_What the task asks_
Can you write out the lines of the rows as a numbered list, leaving out blank lines, starting at the line containing "Target = rising sun flag motif" and ending at the last line of the rows, with both of those lines included?

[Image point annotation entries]
>>>
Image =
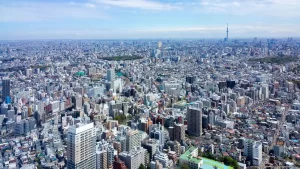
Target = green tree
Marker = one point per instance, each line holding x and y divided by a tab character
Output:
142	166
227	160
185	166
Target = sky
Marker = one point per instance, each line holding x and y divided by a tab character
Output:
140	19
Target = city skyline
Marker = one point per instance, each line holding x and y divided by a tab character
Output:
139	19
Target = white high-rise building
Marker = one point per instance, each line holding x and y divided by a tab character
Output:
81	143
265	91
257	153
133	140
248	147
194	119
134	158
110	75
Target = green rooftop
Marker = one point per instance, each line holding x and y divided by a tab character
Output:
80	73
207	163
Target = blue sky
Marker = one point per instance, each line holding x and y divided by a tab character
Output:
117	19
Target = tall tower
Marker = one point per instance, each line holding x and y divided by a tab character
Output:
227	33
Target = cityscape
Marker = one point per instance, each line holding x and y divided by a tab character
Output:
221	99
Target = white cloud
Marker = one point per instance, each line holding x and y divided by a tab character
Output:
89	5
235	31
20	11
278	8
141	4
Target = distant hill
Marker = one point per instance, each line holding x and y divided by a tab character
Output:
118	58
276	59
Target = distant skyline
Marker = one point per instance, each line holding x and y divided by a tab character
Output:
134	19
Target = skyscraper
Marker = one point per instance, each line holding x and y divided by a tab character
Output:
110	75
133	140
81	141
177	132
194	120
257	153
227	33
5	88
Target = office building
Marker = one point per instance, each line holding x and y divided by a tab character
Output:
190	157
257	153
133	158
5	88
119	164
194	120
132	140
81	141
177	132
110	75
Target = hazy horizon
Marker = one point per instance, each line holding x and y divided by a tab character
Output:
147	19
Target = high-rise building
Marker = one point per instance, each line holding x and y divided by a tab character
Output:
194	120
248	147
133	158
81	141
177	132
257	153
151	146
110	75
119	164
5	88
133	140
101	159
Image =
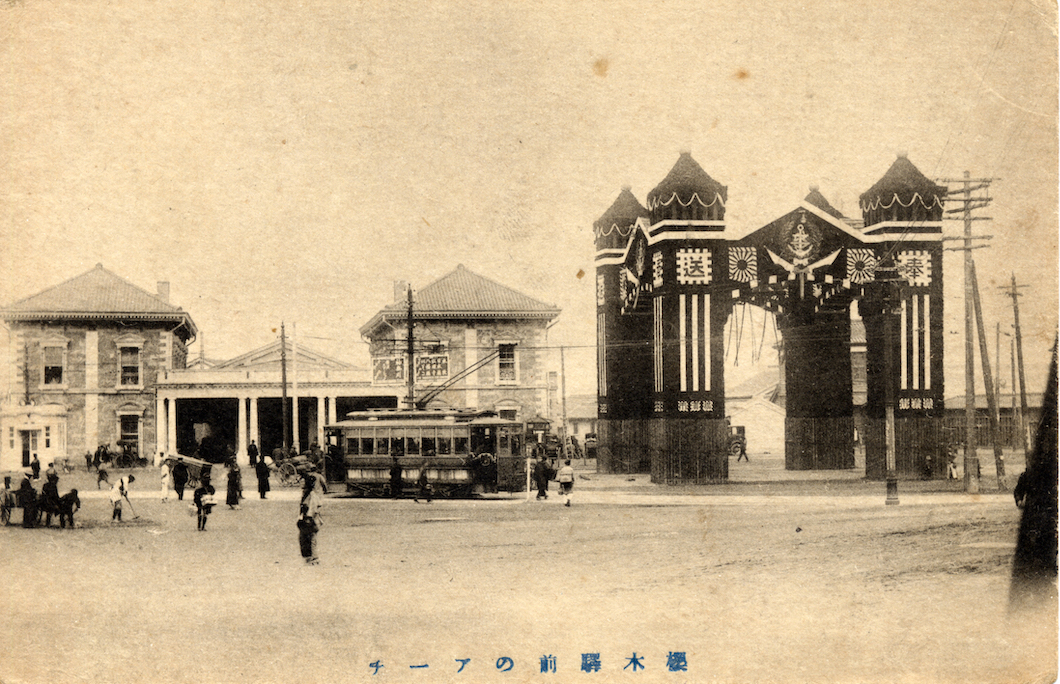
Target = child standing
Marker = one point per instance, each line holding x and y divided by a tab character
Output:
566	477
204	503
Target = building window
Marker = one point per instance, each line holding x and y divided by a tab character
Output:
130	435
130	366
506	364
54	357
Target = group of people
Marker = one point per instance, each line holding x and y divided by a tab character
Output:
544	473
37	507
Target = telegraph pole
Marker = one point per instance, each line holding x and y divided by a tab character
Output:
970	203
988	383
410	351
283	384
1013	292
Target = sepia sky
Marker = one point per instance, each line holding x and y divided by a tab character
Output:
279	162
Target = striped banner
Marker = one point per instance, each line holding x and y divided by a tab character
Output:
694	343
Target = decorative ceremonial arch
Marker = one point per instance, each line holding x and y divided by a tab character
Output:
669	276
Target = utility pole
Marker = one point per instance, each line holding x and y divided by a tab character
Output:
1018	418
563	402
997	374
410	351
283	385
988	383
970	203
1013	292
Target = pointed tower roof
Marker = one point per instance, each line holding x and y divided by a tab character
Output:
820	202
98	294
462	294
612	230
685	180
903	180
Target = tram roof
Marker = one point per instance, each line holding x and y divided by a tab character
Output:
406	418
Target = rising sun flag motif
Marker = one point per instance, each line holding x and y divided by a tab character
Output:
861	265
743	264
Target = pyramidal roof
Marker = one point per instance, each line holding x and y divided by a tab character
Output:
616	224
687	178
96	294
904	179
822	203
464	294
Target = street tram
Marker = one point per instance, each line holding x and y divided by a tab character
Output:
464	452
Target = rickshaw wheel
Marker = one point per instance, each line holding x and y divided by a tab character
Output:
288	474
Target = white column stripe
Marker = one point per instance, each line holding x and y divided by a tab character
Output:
<<<
_Solution for this exercise_
1. Target = rising sun flag motif
2. Marker = one point per instance, each line holding x and y divided by a tab character
3. Output:
4. 861	265
5. 743	264
6. Target = pyramidal roof
7. Marker = one point per instance, each line holding x and y divided by a tab character
8. Output:
9. 616	224
10. 687	178
11. 96	294
12. 904	179
13. 822	203
14. 464	294
15. Target = street tram
16. Marker = one point per instance, each line holding x and y divided by a tab character
17. Output:
18. 464	452
19. Target = rickshaw wheel
20. Marker = one point per instance, each line holding x and y divided by a tab character
21. Output:
22. 288	474
23. Target = white column stripe
24. Marker = one point per instance, each line holding x and y divided by a tab character
25. Output:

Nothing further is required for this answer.